EXERCISE TASK:
Rewrite the items as a numbered list, starting at the line that contains "for the dark" and ending with the last line of the items. Leave out any blank lines.

[Box-labeled dataset extracts]
━━━━
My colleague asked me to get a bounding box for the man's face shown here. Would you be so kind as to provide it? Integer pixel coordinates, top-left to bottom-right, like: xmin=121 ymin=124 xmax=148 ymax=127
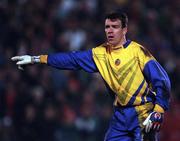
xmin=105 ymin=19 xmax=127 ymax=46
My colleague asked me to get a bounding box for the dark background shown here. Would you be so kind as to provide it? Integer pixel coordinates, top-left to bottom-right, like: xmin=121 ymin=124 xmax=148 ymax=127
xmin=0 ymin=0 xmax=180 ymax=141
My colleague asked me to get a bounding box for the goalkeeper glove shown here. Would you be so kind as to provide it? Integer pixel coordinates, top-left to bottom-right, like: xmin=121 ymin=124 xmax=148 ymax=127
━━━━
WRITTEN ANSWER:
1. My colleague asked me to get a bounding box for the dark background shown here. Would you be so kind as to provide it? Integer pixel coordinates, top-left to bottom-right, like: xmin=121 ymin=124 xmax=148 ymax=127
2. xmin=0 ymin=0 xmax=180 ymax=141
3. My colleague asked me to get a bounding box for the goalkeeper glove shown here. Would you be so kind as to provide it? Integer pixel coordinates, top-left to bottom-right, like: xmin=121 ymin=124 xmax=148 ymax=127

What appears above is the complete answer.